(Consigne 1) Recopiez à l'identique, dans le texte sur les spoliations, tout ce qui va de « Les MNR du musée » jusqu'à « les œuvres d’art). ».
(Consigne 2) Rédigez la suite du texte sur les œuvres spoliées du musée de Besançon, en reprenant juste après sa dernière phrase.

(Texte fourni)
Les MNR du musée des beaux-arts et d’archéologie de Besançon

Gustave Courbet (1819-1877), Les braconniers dans la neige, huile sur toile, 65.2 x 81.5 cm, D. 953.1.4, MNR 176

Les spoliations de biens culturels perpétrées par les nazis et les autorités de Vichy sont une des composantes des crimes commis envers les Juifs lors du second conflit mondial. Les biens culturels ne sont qu’une petite partie d’un programme de vol, de pillage et de destruction plus global, les criminels nazis pillant l’intégralité des demeures spoliées de fond en comble : au-delà des biens culturels, le linge, la vaisselle et autres objets du quotidien comme les livres sont volés de manière systématique (on estime à 5 millions le nombre de livres spoliés uniquement en France, soit cinquante fois plus que les œuvres d’art).

Des institutions de recherche ont récemment été créées, comme la Mission de Recherche et de Restitution des Biens Spoliés entre 1933 et 1945 (M2RS). Elle est rattachée au secrétariat général du Ministère de la Culture et travaille en liens étroits avec la Commission pour la restitution des biens et l’Indemnisation des victimes de spoliation antisémites (CIVS), une commission consultative rattachée directement au premier ministre.

(Données sources)
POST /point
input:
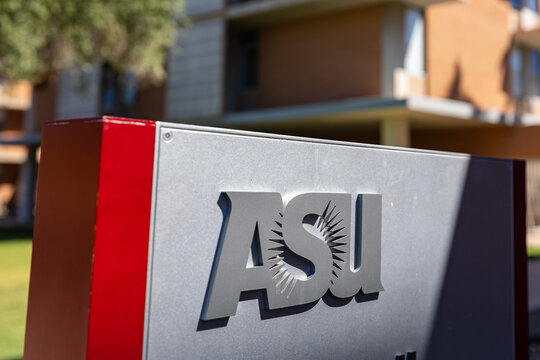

(Corrigé 1)
Les MNR du musée des beaux-arts et d’archéologie de Besançon

Gustave Courbet (1819-1877), Les braconniers dans la neige, huile sur toile, 65.2 x 81.5 cm, D. 953.1.4, MNR 176

Les spoliations de biens culturels perpétrées par les nazis et les autorités de Vichy sont une des composantes des crimes commis envers les Juifs lors du second conflit mondial. Les biens culturels ne sont qu’une petite partie d’un programme de vol, de pillage et de destruction plus global, les criminels nazis pillant l’intégralité des demeures spoliées de fond en comble : au-delà des biens culturels, le linge, la vaisselle et autres objets du quotidien comme les livres sont volés de manière systématique (on estime à 5 millions le nombre de livres spoliés uniquement en France, soit cinquante fois plus que les œuvres d’art).

(Corrigé 2)
Les spoliations commises pendant la Seconde Guerre Mondiale revêtent différentes formes qu’il est nécessaire de rappeler.

La forme la plus généralisée est le vol et le pillage organisé par les autorités allemandes ayant mis en place des services spécifiques dédiés. Concernant les biens culturels, l’Etat-major allemand agissait via l’action d’Alfred Rosenberg, un membre du Reich dirigeant l’ERR (Einsatzstab Reichsleiter Rosenberg), une équipe d’intervention dédiée à la spoliation des collections de grands propriétaires juifs et francs-maçons des territoires occupés par la Wehrmacht dès 1940. 

Le pillage plus général est mis en place dès 1941 par l’Action-meuble, la Möbel-Aktion, parfois dénommée M-Aktion, et qui consiste à confisquer et transporter les meubles, les articles ménagers et les vêtements des foyers juifs de France, de Belgique et des Pays-Bas. Ils sont ensuite revendus dans les territoires du Reich allemand. Dans le cas où des œuvres d’art sont retrouvées pendant la Möbel-Aktion, elles sont reversées à l’ERR. C’est là qu’entre en jeu la réquisition de certaines salles du Louvre et des salles du musée du jeu de Paume qui sont muséographiées avec des œuvres volées à Paris et dans toute la France, telle la Salle des Martyrs dénommée ainsi par Rose Valland car contenant des œuvres d’art dit « dégénéré » et destinées à être détruites. Grâce au travail de Rose Valland, attachée de conservation qui travaillait pour les musées nationaux, officiellement pour assurer la logistique de la régie des œuvres mais qui a noté et renseigné toutes les œuvres qu’elles a vu passer, on garde aujourd’hui la mémoire de collections privées.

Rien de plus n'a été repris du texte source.